──────── SOURCE INFORMATION ────────
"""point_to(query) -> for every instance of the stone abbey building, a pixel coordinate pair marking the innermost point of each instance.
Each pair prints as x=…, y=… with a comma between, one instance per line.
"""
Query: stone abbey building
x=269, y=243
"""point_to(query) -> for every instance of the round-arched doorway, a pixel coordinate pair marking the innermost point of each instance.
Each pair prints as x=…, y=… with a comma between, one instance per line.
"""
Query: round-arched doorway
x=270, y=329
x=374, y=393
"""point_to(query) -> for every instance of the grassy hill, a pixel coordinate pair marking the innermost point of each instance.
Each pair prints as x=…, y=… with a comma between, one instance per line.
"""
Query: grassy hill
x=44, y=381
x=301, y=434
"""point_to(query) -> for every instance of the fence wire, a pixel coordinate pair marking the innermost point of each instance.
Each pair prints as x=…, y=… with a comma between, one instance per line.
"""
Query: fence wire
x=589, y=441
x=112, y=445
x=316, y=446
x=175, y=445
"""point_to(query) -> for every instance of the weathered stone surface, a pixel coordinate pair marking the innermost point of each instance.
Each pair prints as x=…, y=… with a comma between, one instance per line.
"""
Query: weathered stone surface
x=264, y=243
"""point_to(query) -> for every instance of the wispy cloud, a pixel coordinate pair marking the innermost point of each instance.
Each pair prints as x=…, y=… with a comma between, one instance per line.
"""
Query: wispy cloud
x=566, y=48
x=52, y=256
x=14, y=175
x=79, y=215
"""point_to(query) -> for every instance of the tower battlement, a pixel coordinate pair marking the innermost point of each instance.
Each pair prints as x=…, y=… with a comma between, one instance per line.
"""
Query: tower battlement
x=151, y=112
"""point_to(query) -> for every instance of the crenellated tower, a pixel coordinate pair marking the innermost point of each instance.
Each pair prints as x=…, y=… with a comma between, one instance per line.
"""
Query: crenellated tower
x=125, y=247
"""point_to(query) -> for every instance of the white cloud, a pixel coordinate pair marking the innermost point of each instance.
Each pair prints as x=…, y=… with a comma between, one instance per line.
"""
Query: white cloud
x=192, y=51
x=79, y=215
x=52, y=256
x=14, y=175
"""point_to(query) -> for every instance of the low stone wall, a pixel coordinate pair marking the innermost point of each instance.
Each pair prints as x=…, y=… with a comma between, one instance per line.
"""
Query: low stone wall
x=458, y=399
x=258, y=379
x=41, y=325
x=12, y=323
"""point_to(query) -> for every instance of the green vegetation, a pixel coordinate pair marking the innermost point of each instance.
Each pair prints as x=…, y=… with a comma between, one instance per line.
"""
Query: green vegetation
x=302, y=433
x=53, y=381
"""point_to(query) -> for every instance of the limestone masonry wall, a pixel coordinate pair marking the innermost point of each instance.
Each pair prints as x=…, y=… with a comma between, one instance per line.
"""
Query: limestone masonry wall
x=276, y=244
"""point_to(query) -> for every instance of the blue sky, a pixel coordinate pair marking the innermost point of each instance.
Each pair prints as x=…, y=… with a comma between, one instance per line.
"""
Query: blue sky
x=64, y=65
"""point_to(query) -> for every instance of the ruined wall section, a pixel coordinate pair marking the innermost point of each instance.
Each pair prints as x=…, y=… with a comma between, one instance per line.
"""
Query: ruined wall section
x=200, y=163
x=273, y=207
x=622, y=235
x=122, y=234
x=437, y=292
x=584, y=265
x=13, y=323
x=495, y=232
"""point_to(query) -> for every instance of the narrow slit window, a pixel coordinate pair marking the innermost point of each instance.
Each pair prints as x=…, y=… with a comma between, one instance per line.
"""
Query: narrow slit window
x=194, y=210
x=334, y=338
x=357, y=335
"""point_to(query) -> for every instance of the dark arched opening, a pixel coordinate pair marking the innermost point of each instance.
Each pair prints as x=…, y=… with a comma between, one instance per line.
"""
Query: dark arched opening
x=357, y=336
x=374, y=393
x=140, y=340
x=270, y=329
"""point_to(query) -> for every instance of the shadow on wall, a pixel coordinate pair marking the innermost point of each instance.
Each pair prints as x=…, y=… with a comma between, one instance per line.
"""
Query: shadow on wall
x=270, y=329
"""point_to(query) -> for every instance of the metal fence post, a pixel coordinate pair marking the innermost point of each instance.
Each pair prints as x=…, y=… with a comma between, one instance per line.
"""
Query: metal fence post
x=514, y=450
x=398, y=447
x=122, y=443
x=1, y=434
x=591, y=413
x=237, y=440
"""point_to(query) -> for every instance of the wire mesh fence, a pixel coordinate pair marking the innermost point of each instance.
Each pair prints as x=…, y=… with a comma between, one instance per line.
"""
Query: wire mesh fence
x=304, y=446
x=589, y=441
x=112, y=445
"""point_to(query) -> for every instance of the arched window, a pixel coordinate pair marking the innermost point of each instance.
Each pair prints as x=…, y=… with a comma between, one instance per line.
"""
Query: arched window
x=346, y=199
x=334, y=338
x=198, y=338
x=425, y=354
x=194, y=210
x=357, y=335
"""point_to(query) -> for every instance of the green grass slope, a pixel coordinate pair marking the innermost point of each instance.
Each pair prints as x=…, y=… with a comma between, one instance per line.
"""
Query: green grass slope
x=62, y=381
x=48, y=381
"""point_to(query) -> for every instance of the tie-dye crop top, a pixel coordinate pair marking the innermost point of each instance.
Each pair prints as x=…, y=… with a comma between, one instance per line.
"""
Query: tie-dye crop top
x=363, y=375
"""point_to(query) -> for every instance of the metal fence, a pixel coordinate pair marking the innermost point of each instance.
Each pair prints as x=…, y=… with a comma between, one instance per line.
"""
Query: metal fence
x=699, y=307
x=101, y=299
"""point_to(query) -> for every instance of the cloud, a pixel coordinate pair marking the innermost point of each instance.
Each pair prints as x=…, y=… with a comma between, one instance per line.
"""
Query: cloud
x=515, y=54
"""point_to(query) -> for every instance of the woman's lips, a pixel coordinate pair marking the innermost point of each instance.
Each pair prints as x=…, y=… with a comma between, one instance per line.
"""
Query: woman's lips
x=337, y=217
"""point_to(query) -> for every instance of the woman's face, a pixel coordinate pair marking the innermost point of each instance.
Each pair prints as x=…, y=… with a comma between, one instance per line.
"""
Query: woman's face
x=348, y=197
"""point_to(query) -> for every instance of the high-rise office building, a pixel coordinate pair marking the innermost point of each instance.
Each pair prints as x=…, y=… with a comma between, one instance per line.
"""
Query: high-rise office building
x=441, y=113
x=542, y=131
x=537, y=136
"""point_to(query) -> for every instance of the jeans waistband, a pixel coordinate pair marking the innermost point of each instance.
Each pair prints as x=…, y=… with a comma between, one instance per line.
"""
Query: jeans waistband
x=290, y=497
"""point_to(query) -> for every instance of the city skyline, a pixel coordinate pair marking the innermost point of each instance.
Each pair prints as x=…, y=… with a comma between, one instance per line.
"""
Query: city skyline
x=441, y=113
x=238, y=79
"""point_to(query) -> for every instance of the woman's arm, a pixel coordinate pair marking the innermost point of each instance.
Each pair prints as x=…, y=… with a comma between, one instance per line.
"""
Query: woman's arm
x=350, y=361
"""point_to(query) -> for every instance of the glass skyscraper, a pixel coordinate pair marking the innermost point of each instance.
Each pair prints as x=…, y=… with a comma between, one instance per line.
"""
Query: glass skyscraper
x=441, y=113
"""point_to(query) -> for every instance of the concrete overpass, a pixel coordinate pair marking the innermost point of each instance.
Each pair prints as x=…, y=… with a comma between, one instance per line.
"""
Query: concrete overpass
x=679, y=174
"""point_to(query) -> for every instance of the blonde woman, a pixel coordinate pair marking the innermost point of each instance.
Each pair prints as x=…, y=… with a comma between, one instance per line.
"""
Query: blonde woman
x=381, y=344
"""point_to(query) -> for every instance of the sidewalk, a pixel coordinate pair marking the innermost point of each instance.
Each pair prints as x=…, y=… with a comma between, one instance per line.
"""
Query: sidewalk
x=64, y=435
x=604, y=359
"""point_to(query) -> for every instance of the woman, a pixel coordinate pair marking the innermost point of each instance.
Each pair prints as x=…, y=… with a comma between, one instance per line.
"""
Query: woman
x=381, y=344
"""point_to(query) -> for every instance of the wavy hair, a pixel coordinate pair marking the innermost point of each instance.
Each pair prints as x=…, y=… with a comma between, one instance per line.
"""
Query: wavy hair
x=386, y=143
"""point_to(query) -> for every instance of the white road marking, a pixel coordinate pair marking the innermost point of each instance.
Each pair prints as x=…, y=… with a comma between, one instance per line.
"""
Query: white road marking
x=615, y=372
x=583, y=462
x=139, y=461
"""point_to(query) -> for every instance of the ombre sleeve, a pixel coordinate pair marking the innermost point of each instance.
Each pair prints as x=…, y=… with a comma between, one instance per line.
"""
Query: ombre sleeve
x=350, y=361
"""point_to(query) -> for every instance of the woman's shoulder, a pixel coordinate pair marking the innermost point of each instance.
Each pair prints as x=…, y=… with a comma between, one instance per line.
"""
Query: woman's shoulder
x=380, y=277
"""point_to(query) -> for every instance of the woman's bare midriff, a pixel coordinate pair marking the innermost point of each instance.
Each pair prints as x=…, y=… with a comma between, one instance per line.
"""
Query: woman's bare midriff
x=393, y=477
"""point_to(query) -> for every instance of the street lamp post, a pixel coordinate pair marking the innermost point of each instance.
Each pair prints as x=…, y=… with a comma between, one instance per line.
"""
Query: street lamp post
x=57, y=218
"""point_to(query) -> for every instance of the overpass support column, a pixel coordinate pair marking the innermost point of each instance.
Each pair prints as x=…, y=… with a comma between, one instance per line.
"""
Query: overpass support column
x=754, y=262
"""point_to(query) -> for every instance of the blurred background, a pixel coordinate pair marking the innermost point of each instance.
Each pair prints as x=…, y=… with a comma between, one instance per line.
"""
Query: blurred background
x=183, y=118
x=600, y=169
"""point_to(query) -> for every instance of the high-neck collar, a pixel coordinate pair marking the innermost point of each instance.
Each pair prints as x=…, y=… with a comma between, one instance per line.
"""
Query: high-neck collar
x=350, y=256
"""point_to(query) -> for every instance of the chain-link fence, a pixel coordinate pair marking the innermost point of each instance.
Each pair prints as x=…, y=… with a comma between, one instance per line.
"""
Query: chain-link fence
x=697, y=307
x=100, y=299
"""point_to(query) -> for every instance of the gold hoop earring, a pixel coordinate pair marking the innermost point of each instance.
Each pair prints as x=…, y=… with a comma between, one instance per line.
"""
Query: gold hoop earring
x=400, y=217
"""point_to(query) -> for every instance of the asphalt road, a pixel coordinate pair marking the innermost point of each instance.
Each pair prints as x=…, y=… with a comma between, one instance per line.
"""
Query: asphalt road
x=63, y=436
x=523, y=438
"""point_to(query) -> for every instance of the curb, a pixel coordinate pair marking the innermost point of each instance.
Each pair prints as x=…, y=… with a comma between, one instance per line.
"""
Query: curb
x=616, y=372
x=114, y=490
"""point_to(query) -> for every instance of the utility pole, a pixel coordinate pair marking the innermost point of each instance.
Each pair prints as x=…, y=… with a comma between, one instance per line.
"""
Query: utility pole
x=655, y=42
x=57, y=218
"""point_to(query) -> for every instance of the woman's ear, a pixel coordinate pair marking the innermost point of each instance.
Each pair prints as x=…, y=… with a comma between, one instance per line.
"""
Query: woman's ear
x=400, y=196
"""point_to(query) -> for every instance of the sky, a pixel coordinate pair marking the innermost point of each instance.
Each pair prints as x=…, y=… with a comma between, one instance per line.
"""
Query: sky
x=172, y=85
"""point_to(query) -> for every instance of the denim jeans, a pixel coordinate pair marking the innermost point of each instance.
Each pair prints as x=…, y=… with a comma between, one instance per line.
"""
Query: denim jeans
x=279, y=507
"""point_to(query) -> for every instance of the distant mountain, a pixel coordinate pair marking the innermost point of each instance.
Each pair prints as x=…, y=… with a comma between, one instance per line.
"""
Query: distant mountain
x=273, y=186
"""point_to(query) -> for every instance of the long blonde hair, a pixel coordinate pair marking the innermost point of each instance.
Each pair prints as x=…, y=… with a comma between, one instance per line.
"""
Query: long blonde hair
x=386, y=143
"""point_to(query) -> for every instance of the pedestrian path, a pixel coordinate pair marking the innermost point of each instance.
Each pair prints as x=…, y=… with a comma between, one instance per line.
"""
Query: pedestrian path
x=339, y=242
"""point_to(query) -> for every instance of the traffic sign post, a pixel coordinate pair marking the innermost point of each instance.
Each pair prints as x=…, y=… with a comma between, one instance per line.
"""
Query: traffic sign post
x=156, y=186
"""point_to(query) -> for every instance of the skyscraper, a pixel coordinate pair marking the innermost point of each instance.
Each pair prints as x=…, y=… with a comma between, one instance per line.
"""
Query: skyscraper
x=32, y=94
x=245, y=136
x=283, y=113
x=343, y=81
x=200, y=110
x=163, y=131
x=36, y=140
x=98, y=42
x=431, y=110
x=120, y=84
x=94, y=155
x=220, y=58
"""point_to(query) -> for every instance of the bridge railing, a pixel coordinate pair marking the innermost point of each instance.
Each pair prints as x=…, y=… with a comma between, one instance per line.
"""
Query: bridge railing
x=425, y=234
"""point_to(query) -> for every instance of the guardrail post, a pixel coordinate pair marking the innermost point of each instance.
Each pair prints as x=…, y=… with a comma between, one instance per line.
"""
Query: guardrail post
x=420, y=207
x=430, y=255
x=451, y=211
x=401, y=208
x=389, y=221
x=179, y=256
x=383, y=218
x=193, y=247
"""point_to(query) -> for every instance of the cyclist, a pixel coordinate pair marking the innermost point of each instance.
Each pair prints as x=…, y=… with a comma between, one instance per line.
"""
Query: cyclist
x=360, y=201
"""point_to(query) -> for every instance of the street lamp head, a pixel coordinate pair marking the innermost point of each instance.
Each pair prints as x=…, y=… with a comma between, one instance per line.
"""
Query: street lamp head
────────
Above this task is a listing. Restate, word for word and with nothing added, the lines from the one with "woman's ear, a" through the one with "of the long".

TASK OUTPUT:
"""point_to(query) -> for every instance of the woman's ear, a pixel coordinate pair marking the innermost point of each instance.
Each pair prints as x=…, y=… with a comma between, one instance per line.
"""
Query: woman's ear
x=400, y=196
"""point_to(query) -> for every instance of the sky, a pixel coordinate pair marking the innermost point of each instance.
Each pair prints as x=…, y=… with a comma between, one instance per line.
"""
Query: sky
x=172, y=85
"""point_to(query) -> for every instance of the denim jeans, a pixel coordinate pair marking the innermost point of each instance.
Each pair prints as x=…, y=… with a comma between, one instance per line.
"""
Query: denim jeans
x=279, y=507
"""point_to(query) -> for every instance of the distant mountain, a pixel coordinate pair marking the innermost point of each instance.
Each pair prints as x=…, y=… with a comma between, one instance per line.
"""
Query: distant mountain
x=273, y=186
"""point_to(query) -> for every instance of the long blonde hair, a pixel coordinate pair marking the innermost point of each instance.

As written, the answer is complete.